### DIRECTIONS
The reply should consist of every entry, repeated exactly.

### DATASET RECORDS
########################################
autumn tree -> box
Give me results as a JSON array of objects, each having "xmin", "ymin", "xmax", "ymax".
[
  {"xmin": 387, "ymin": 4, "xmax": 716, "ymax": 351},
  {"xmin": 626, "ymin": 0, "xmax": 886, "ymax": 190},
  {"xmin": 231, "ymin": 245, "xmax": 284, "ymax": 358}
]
########################################
### RESPONSE AREA
autumn tree -> box
Give me results as a JSON array of objects, each having "xmin", "ymin", "xmax", "ymax".
[
  {"xmin": 387, "ymin": 4, "xmax": 716, "ymax": 351},
  {"xmin": 626, "ymin": 0, "xmax": 886, "ymax": 190},
  {"xmin": 231, "ymin": 245, "xmax": 284, "ymax": 358}
]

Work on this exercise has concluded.